» To do:
Copy everything from the line containing "of the green" down to the end of the items, with the requests included. Multiply every coordinate in the answers by 2.3 and round each result to a whole number, rounding halves up, and leave out the pictures.

» Stored records:
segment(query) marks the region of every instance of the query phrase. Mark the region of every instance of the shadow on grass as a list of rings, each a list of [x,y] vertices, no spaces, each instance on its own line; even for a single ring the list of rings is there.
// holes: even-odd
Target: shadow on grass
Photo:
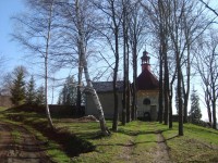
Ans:
[[[124,135],[129,135],[129,136],[138,136],[138,135],[148,135],[148,134],[160,134],[164,131],[167,131],[169,129],[162,129],[162,130],[130,130],[130,129],[123,129],[120,128],[117,133],[121,133]]]
[[[31,114],[31,112],[25,112],[22,109],[15,108],[4,111],[3,114],[11,121],[23,122],[25,125],[34,127],[47,137],[48,140],[58,142],[70,158],[94,151],[96,148],[92,142],[84,139],[86,138],[85,134],[81,134],[84,137],[82,138],[64,129],[50,128],[45,114]],[[90,134],[90,137],[96,137],[96,133]]]

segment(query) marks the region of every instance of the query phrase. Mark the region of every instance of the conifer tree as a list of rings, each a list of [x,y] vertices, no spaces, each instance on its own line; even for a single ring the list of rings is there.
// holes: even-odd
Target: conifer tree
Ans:
[[[196,123],[202,118],[202,111],[199,108],[199,97],[197,96],[197,91],[194,88],[191,95],[191,110],[189,115],[192,123]]]

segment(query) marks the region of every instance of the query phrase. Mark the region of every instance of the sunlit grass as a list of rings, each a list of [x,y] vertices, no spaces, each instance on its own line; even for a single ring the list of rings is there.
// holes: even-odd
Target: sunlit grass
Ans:
[[[2,115],[1,115],[2,116]],[[34,112],[8,112],[8,118],[17,118],[24,124],[38,124],[45,126],[46,116]],[[184,124],[184,136],[178,136],[178,123],[173,123],[173,128],[159,123],[148,123],[134,121],[122,126],[118,126],[117,133],[111,133],[109,137],[99,135],[100,128],[97,122],[73,122],[71,118],[52,118],[59,131],[74,135],[76,142],[66,140],[70,147],[75,149],[94,148],[88,152],[71,159],[55,141],[48,140],[38,130],[32,130],[41,141],[48,141],[50,147],[47,153],[57,162],[153,162],[154,153],[158,149],[157,133],[161,133],[169,148],[169,155],[172,162],[218,162],[218,131],[211,128],[204,128],[192,124]],[[107,126],[111,128],[112,122],[107,121]]]

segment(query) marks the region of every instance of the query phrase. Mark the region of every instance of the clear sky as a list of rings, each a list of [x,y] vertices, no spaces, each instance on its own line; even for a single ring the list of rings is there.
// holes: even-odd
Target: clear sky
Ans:
[[[218,1],[210,0],[210,7],[218,9]],[[10,36],[10,34],[15,29],[11,16],[24,10],[24,0],[0,0],[0,55],[4,55],[8,59],[7,66],[2,70],[3,72],[10,72],[16,65],[27,65],[23,60],[25,54],[22,52],[21,46],[11,41],[12,38]],[[141,70],[141,67],[138,67],[138,70]],[[207,113],[204,110],[203,113],[203,118],[205,120]]]
[[[15,65],[23,63],[21,47],[11,41],[10,34],[15,29],[11,16],[24,10],[23,0],[0,0],[0,54],[8,60],[7,70],[12,70]]]

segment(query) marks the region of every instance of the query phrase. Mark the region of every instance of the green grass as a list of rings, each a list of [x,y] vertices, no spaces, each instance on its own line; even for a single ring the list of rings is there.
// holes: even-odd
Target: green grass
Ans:
[[[4,112],[9,120],[22,121],[29,126],[40,126],[47,128],[45,115],[34,112]],[[109,137],[99,135],[99,123],[71,122],[71,118],[53,118],[53,124],[59,133],[66,137],[65,142],[49,140],[47,153],[56,162],[153,162],[155,151],[158,150],[157,130],[161,131],[169,148],[169,155],[172,162],[218,162],[218,130],[204,128],[192,124],[184,125],[184,136],[178,136],[178,123],[173,123],[173,128],[159,123],[147,123],[135,121],[122,126],[119,124],[119,130],[112,133]],[[112,125],[107,121],[107,126]],[[48,141],[47,135],[33,129],[43,141]],[[37,129],[40,129],[40,127]],[[16,135],[16,134],[15,134]],[[74,137],[72,137],[72,135]],[[70,137],[68,137],[70,136]],[[60,147],[61,143],[68,143],[68,152]],[[73,159],[69,153],[73,148],[78,151]]]

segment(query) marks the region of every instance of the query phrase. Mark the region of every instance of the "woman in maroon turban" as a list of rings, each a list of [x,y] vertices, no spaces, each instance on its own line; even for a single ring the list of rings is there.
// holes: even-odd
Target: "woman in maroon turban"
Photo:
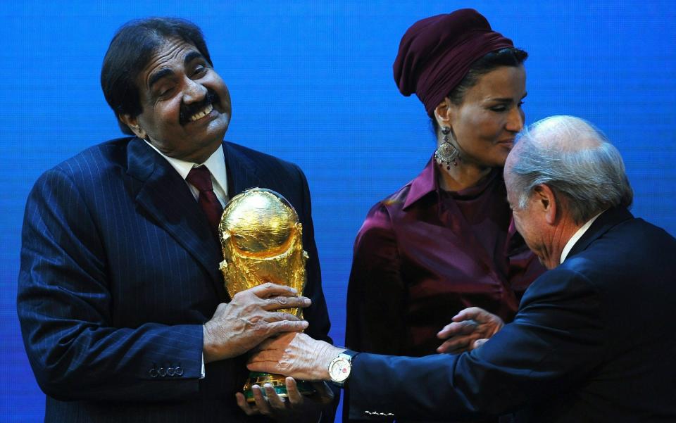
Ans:
[[[502,179],[523,127],[527,56],[472,9],[419,20],[404,34],[394,80],[425,106],[436,151],[371,208],[357,235],[349,348],[409,356],[471,349],[500,322],[459,312],[477,307],[510,322],[544,271],[514,229]]]

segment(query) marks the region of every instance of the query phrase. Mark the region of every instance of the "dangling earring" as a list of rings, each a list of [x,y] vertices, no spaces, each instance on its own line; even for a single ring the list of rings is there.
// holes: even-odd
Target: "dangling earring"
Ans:
[[[446,170],[450,170],[451,163],[453,163],[453,166],[458,165],[460,151],[449,141],[450,138],[449,134],[451,134],[450,127],[447,126],[442,127],[442,134],[444,134],[444,140],[442,145],[439,146],[437,151],[434,151],[434,159],[439,166],[443,165],[442,163],[446,163]]]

» Exercise solution:
segment(query) marks the region of every instance of the query phrase. Mark the region of every instance of the green grass as a list of rings, each a list of [x,y] vertices, no spaces, each instance on its own line; even for a single ring the list of rings is there.
// holes: even-odd
Target: green grass
Ans:
[[[9,258],[21,276],[51,278],[67,290],[92,290],[108,294],[104,265],[78,258]],[[251,315],[228,311],[228,283],[163,281],[163,271],[122,271],[122,285],[136,306],[152,315],[150,327],[113,322],[108,352],[129,373],[352,373],[357,347],[363,345],[361,299],[370,301],[389,340],[389,357],[396,373],[501,373],[501,299],[469,294],[442,285],[423,288],[423,313],[409,313],[409,283],[398,283],[398,294],[366,283],[338,283],[311,278],[281,290],[274,285],[274,299],[258,306]],[[258,288],[246,278],[246,290]],[[110,324],[108,311],[76,297],[99,324]],[[85,297],[92,297],[92,292]],[[37,311],[37,308],[35,308]],[[170,315],[166,315],[166,311]],[[161,315],[156,315],[161,313]],[[138,338],[140,329],[156,329],[156,350]],[[168,366],[159,352],[168,340],[179,347]]]

segment(query) marks the region of every instance of the query phrase. Mark the region of every instance of the "woman in maroon turban" as a list of rings, each a list of [x,y] vertices, no spaces, each instance on its own line; even for a single ring the list of rings is there.
// holes: even-odd
Target: "woman in maroon turban"
Photo:
Ans:
[[[1155,412],[1203,292],[1212,129],[1086,21],[964,46],[929,78],[906,184],[978,244],[1003,347],[853,478],[821,541],[803,800],[941,819],[1083,803],[1150,741],[1056,718],[1097,706],[1173,741],[1251,623],[1182,527]]]

segment(query) marks the region of every instance of the query phrase. Mark the region of every instance of the "dangling earring" as a list of rings, each a list of [x,y] vertices, no spaces, each instance on its own line; even for a single ring the list of rings is there.
// holes: even-odd
Target: "dangling earring"
Ans:
[[[1026,391],[1035,391],[1037,375],[1042,375],[1042,382],[1053,380],[1058,347],[1033,324],[1035,317],[1033,308],[1037,308],[1035,292],[1028,290],[1017,292],[1017,308],[1021,308],[1021,322],[1017,334],[1010,336],[1005,347],[998,347],[998,366],[1010,382],[1019,380],[1017,375],[1026,375]]]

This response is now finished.